**Requisitos da tarefa:**
a: De acordo com o trecho selecionado, sob a liderança de quem atuou o parlamentarismo informal que tocou as reformas?
b: Reproduza a parte do trecho selecionado que começa em "Raras foram as" e vai até "a reforma administrativa.", renomeando "Congresso" como "Parlamento".
c: Resuma o trecho selecionado em duas frases.
---------- Trecho selecionado ----------
É natural que o governo queira destacar os aspectos que julga positivos de sua atuação, mas não pode fazê-lo a ponto de insultar a inteligência alheia. A mensagem do presidente afirma, por exemplo, que sua gestão conseguiu a “aprovação de medidas eficazes”, sobretudo as “demandas das áreas econômica e social”, graças à “construção de relações pautadas por metas e projetos estratégicos com o Legislativo”. Numa única frase, amontoam-se devaneios para todos os gostos.

Raras foram as “medidas eficazes” aprovadas no Congresso no ano passado, graças à evidente desarticulação política do governo. Medidas relevantes, como a reforma da Previdência, só saíram porque as lideranças parlamentares abraçaram a causa, já que o próprio presidente Bolsonaro expressou dúvidas sobre a matéria. É igualmente risível a menção a “metas e projetos estratégicos”, pois, com inquietante frequência, o governo não consegue indicar com clareza que rumo pretende seguir em temas fundamentais, como a reforma tributária e a reforma administrativa.

Não é possível falar em “construção de relações” com o Legislativo ante a precariedade dessas relações. No entanto, Bolsonaro diz, em sua mensagem, que “o governo se mostrou propositivo e apresentou reformas ousadas”, o que não aconteceu – o que se viu foi um parlamentarismo informal, sob a liderança dos presidentes da Câmara e do Senado, que articulou e tocou as reformas com escassa ou nenhuma participação do Palácio do Planalto. E a mensagem presidencial informa que isso vai continuar neste ano, pois Bolsonaro, “em seu dever de governança e zeloso pelos valores democráticos de independência e soberania dos Poderes, tem oferecido cada vez mais protagonismo ao Legislativo”. Ou seja, o presidente travestiu de respeito institucional o que não passa de falta de capacidade de articulação política.
---------- Dados fornecidos ----------
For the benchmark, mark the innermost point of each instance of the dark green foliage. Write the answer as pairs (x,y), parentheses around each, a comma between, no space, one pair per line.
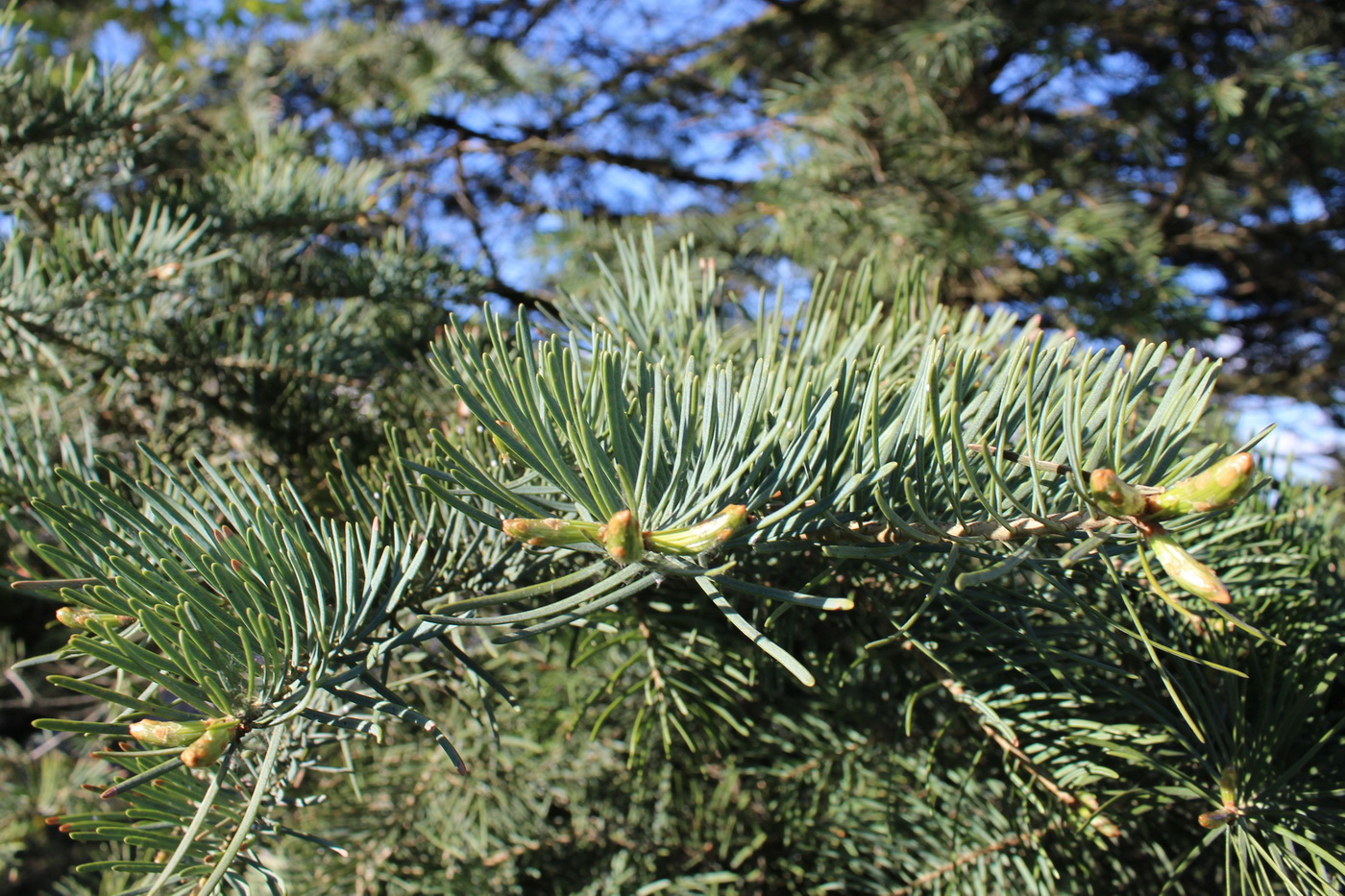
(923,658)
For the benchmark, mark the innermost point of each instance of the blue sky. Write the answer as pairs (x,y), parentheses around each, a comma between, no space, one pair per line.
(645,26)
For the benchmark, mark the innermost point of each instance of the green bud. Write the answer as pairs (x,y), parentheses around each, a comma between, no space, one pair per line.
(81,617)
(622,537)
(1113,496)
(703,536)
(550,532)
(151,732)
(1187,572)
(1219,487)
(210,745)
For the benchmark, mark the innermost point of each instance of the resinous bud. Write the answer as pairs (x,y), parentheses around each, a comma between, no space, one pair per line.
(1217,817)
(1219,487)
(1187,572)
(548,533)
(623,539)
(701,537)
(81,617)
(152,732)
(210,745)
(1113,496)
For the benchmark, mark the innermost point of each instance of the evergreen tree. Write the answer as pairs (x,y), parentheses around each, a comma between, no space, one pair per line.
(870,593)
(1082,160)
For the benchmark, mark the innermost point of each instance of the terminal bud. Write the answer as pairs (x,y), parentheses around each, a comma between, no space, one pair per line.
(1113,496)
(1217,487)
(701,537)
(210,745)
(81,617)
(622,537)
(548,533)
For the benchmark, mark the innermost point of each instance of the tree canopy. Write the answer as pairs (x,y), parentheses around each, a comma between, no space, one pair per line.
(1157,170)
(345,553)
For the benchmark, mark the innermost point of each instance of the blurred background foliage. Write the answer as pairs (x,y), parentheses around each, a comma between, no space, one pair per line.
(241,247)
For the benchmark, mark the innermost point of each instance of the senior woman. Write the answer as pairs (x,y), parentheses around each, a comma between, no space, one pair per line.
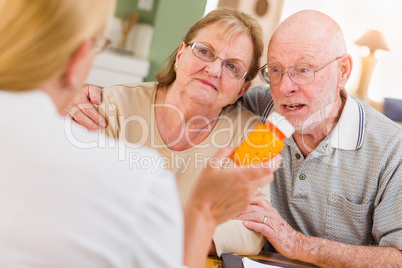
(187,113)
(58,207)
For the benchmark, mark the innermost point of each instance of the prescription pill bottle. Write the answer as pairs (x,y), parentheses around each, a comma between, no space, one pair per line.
----------
**Respostas:**
a: Sob a liderança dos presidentes da Câmara e do Senado.

b:
Raras foram as “medidas eficazes” aprovadas no Parlamento no ano passado, graças à evidente desarticulação política do governo. Medidas relevantes, como a reforma da Previdência, só saíram porque as lideranças parlamentares abraçaram a causa, já que o próprio presidente Bolsonaro expressou dúvidas sobre a matéria. É igualmente risível a menção a “metas e projetos estratégicos”, pois, com inquietante frequência, o governo não consegue indicar com clareza que rumo pretende seguir em temas fundamentais, como a reforma tributária e a reforma administrativa.

c: O trecho contesta a mensagem presidencial que exalta medidas eficazes, metas estratégicas e a construção de relações com o Legislativo, afirmando que poucas medidas eficazes foram aprovadas por causa da desarticulação política do governo e que a reforma da Previdência só saiu porque as lideranças parlamentares abraçaram a causa. Segundo o trecho, as reformas foram conduzidas por um parlamentarismo informal liderado pelos presidentes da Câmara e do Senado, e o presidente travestiu de respeito institucional sua falta de capacidade de articulação política.